[Goal of the exercise] Would you return the listing exactly as written, apart from its pictures?

★ ★ ★

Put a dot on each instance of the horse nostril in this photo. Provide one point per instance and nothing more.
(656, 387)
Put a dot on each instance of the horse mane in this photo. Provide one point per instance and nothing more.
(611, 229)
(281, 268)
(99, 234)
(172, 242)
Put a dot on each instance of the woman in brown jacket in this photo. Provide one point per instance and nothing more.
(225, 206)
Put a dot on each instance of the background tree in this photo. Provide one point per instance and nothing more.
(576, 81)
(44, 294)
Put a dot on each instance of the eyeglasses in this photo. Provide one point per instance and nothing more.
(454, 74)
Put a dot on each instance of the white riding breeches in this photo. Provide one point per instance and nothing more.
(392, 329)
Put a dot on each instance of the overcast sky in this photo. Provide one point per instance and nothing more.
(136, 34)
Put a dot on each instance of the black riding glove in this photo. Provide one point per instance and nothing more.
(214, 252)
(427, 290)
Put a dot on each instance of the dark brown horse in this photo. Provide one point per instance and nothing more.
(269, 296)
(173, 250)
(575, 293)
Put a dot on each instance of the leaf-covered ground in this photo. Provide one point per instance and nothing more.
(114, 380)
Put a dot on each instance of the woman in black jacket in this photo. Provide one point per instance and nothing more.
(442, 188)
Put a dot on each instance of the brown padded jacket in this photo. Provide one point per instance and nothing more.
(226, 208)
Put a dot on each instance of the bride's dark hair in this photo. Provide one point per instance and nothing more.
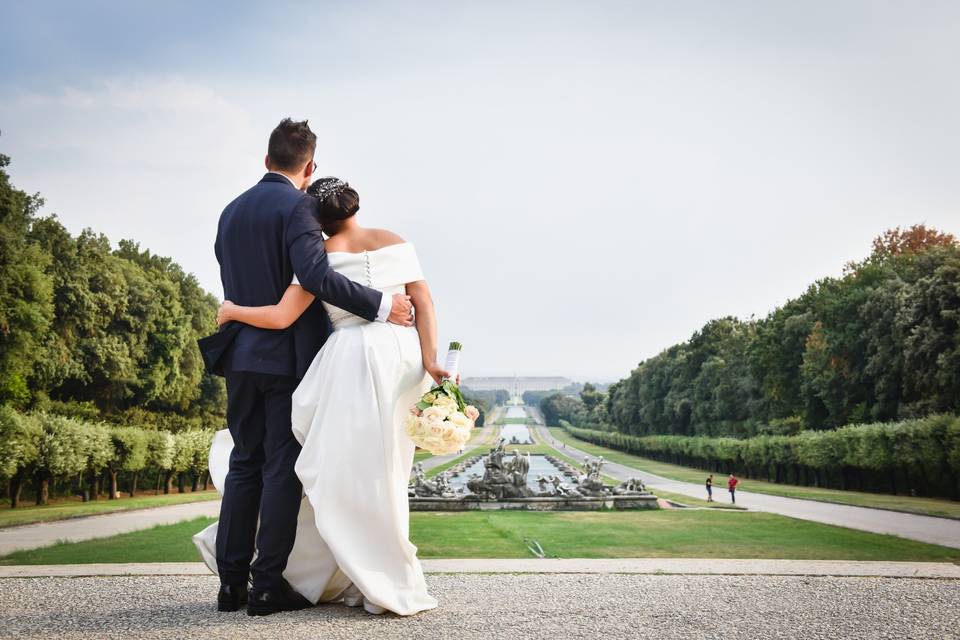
(337, 201)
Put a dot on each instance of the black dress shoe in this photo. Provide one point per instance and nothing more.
(263, 602)
(232, 597)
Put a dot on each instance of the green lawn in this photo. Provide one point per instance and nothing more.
(923, 506)
(75, 508)
(697, 533)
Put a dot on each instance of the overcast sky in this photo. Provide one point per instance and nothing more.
(586, 183)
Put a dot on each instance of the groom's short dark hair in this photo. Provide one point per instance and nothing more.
(291, 145)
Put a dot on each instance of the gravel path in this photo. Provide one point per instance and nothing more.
(44, 534)
(942, 531)
(525, 607)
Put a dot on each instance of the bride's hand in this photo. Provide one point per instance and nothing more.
(436, 371)
(225, 313)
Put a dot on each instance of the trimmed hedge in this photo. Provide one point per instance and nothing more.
(917, 457)
(39, 450)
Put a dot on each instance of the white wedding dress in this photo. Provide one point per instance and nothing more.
(348, 412)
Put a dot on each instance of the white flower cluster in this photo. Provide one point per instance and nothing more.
(441, 428)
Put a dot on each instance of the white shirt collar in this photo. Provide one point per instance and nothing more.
(289, 179)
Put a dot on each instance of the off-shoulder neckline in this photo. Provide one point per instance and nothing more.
(360, 253)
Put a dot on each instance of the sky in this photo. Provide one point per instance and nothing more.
(585, 183)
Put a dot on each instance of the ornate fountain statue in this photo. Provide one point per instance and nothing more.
(502, 479)
(506, 478)
(423, 488)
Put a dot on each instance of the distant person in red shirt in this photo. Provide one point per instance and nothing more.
(732, 488)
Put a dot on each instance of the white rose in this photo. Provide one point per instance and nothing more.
(446, 402)
(411, 425)
(458, 419)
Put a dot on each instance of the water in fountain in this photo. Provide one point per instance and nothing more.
(539, 466)
(519, 431)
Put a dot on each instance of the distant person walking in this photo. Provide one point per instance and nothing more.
(732, 483)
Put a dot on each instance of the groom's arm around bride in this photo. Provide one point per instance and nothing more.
(264, 237)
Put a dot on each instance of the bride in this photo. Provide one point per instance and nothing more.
(352, 540)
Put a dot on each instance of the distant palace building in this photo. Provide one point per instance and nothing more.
(517, 385)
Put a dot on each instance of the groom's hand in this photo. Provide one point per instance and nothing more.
(402, 311)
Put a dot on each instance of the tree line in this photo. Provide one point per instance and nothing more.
(854, 385)
(95, 458)
(919, 456)
(98, 356)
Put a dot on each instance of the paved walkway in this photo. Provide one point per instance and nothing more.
(942, 531)
(44, 534)
(536, 606)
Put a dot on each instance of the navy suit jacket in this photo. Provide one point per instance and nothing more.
(265, 236)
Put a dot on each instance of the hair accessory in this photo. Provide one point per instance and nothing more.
(325, 187)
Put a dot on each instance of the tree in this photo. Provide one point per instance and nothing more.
(131, 452)
(61, 452)
(162, 450)
(100, 453)
(19, 448)
(26, 292)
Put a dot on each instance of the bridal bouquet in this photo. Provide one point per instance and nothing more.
(441, 421)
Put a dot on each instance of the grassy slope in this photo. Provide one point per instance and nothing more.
(74, 508)
(703, 533)
(924, 506)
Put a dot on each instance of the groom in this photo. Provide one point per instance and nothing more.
(264, 237)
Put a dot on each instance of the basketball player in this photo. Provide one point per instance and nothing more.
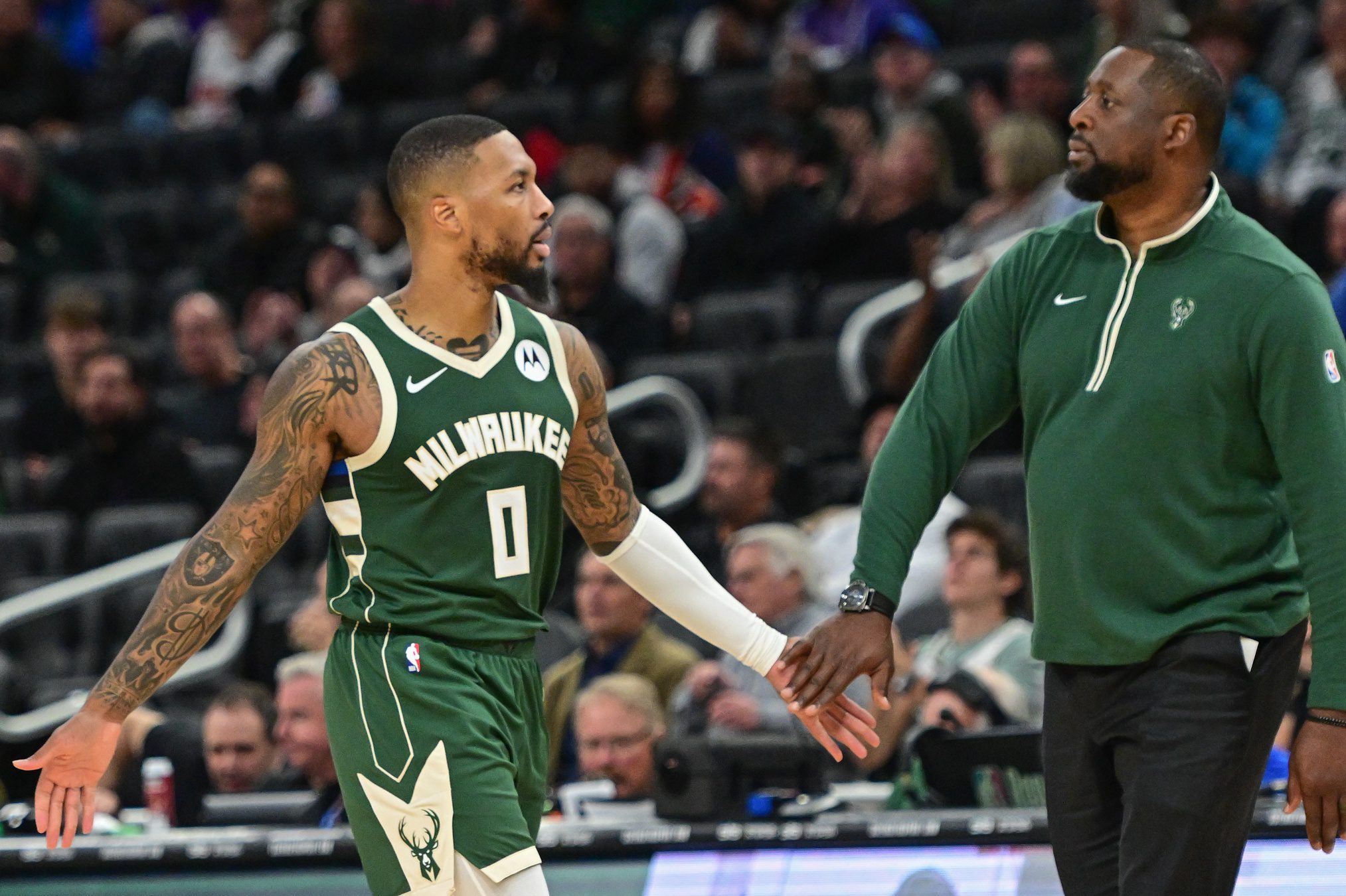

★ ★ ★

[Written response]
Put a dot on each instance of the horse nostril in this photo. Provide one point per instance and nothing more.
(656, 387)
Put a dot on each instance of the horse mane in this photo. Provide one point per instance and nothing more.
(611, 229)
(281, 268)
(99, 234)
(172, 242)
Put a dot on each instance of the woman in brown jacket in this photo. Provide one point per instance and nothing more.
(225, 206)
Put a dot on each instance of the background tree in this photo. Provide one point per instance and nothing more.
(576, 81)
(44, 294)
Put a dot on each instance of the eyeglasses in this photo. Provide one point per instance and nothing more.
(454, 74)
Put a dot on each instance of the white riding breeches in this photo. Provide one point per instance and nothing more.
(392, 329)
Put a dot on each instance of the overcast sky in this photo. Provide one point per instance and nothing more.
(136, 34)
Put a dot on each instance of the black riding glove in this photo. Provide one point per instance and nothing more.
(214, 252)
(427, 290)
Put a dot on each instance of the dark brown horse in this photo. Provide one point per instance and nothing more.
(269, 296)
(173, 250)
(575, 293)
Put a dot on each instance of the leaf-covered ground in this photo. Provide one point per instance and nothing more.
(114, 380)
Put a dot on each instance of the woman in black jacket in this photo. Provide one point per instance and nothing more.
(442, 188)
Put a dot on each instance of the brown padded jacket in this photo. Provide one point per instance and nothing more.
(226, 208)
Put a dot on each instance of the bride's dark hair in this photo. Provide one point per instance and nothing more.
(337, 201)
Put a dot on each instance of the black dress shoe in this photo. Provide one point per instance and nothing more.
(263, 602)
(232, 597)
Put a dot on each instance of the green lawn in this photo. Provide one point per instance and nothing more.
(923, 506)
(75, 508)
(697, 533)
Put a dot on each instance of the overcast sky in this photo. Provide one point per instance and nothing more.
(586, 183)
Put a dot on each instance of the groom's short dark hair in this photo. Provide one point per instance and nothing more.
(291, 145)
Put a dot on each instance of the gravel path in this photo. Provide one point per instance and nothing more.
(44, 534)
(942, 531)
(525, 607)
Put a dot on each instance of the bride's hand in this photo. Provide one point per instance and nothing more.
(436, 371)
(225, 313)
Put a dot on each instance of the trimmed hedge in this photo. Provide one point per instance and nothing more.
(917, 457)
(39, 450)
Put a dot on each instance of the white wedding dress in this photo. Provide one point per instance and nothing more.
(348, 412)
Put a dot on each instance of the white flower cluster in this photo. Provide one point per instance and nothing more.
(441, 428)
Put a dot on each instance of the white shirt collar in this photo. Provide one point per instance and nothing more.
(289, 179)
Put a dot on each instance of the off-shoulder neckline in this photo. Provide one point per instance and nothing more.
(360, 253)
Put a dot on each instance of the sky in this photo. Provide one point per instance and nothing more.
(585, 183)
Put a dot on each instance of the ornate fountain statue in this photo. Provide one point per instance and nothing more.
(502, 479)
(506, 478)
(423, 488)
Put a dot on each instance of the distant person in red shirt in this photo. Provide one point per instance and nothing more.
(732, 488)
Put a dot on each instance of the white rose in this photo. Provide one point per instance and nothing more.
(446, 402)
(411, 425)
(458, 419)
Put a dot on each instance of the water in fountain in this photo. Provide one point per instance and nothing more.
(539, 466)
(519, 431)
Put a dot on each instance of the distant person walking in this photo. Provide one point per instance and nothing more.
(732, 483)
Put a dot on each instance of the groom's arm around bride in this photo. Provide one point per instance and nothing more.
(264, 237)
Put a dot on each instance of the bride in this photo. Provide one point per instance and nothing more.
(352, 540)
Put a dot on each instance of the distant palace building in this photo. Provide one point per instance and nothing more.
(517, 385)
Put a dot on each instance of the groom's hand in this photo. Provide one point per instance and nothing more.
(402, 311)
Put a dot on each instance of the tree line in this photo. Provide one point per instance and nothing more.
(854, 385)
(95, 458)
(919, 456)
(98, 356)
Put a dot on each instance of the paved walkway in this photo. Provide one point per instance and nothing more.
(942, 531)
(44, 534)
(536, 606)
Put a dot on each instance of the navy suit jacket in this photo. Provide one point per instance and nothing more.
(265, 236)
Put a dot on each instance of the hair accessory in this photo. Provide one point per instance and nothing more.
(325, 187)
Put a dot on each instance of the tree in this photo. Provide one point per instance and nothing more.
(131, 452)
(61, 452)
(162, 450)
(100, 453)
(19, 448)
(26, 292)
Put a dot on each instance of the bridal bouquet in this photo. Provide one point per instance and nothing more.
(441, 421)
Put a dot on each instance of the grassy slope in this photo. Provide one point per instance and nothing more.
(74, 508)
(703, 533)
(924, 506)
Put a dot on each instance of the groom in this photo. Provide one point per instance and nothing more.
(264, 237)
Put a dot on each instance of the basketball player in this photo. Provide one point per instance and nothing more.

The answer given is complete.